What this task involves:
Give back, exactly and with nothing added, the lines that run from the one containing "Look at the photo above. For every instance of the white" to the final line below.

Record excerpts Start Marker

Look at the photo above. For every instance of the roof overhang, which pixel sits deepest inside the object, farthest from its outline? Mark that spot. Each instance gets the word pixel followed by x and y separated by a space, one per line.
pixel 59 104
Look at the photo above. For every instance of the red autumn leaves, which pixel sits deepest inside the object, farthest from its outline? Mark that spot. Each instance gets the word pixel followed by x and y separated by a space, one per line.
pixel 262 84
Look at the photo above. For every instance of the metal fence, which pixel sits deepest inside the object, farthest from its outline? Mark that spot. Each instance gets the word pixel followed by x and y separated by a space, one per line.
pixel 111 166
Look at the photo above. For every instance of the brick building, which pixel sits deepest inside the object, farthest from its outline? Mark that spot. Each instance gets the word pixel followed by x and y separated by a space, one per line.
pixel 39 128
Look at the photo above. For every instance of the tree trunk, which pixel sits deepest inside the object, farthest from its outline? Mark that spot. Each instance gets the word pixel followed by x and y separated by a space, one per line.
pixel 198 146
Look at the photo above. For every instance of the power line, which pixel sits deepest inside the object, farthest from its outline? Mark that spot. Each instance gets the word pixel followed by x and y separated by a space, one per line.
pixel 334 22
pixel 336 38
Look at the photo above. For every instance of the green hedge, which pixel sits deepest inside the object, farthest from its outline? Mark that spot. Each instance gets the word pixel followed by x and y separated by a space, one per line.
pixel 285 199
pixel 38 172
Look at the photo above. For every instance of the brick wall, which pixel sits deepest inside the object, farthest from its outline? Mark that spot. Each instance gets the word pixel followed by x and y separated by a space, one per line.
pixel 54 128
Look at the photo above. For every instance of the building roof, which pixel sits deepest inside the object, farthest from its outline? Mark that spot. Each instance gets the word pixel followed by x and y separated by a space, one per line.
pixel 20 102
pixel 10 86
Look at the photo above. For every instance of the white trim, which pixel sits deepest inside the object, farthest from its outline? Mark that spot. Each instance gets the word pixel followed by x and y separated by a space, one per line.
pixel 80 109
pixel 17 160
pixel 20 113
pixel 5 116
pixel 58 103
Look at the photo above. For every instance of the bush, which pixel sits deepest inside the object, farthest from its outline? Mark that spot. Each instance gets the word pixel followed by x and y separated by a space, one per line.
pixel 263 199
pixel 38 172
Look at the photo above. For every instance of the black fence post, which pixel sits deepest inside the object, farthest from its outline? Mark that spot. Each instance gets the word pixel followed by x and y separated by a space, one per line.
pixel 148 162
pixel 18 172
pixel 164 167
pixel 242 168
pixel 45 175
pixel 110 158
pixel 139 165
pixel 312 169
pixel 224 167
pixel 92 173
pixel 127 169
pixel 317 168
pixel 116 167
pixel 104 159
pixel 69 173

Record excerpts End Marker

Task output:
Look at the photo above. For every instance of the white trim, which pixel sits deepest inside the object, farthest from its outline? Mark that spot. Each instance gets the word pixel followed by x and y separated by a space, one per line.
pixel 80 109
pixel 17 160
pixel 20 113
pixel 5 116
pixel 58 103
Look at the photo above. For every instance of the bush, which pixel sits deepest inside the object, farthest from its outline? Mark that spot. Each instance gets the word pixel followed by x and y separated by a space, one per line.
pixel 263 199
pixel 38 172
Look at the photo above. For every instance of the black fence post, which pixel sits deepest inside the object, farthest from its outline? Mark that spot. Each instance gets the word pixel followed by x and y separated by a space, one per line.
pixel 148 162
pixel 18 172
pixel 164 167
pixel 242 168
pixel 45 175
pixel 110 158
pixel 139 165
pixel 312 169
pixel 224 167
pixel 92 173
pixel 127 169
pixel 317 168
pixel 116 167
pixel 104 159
pixel 69 173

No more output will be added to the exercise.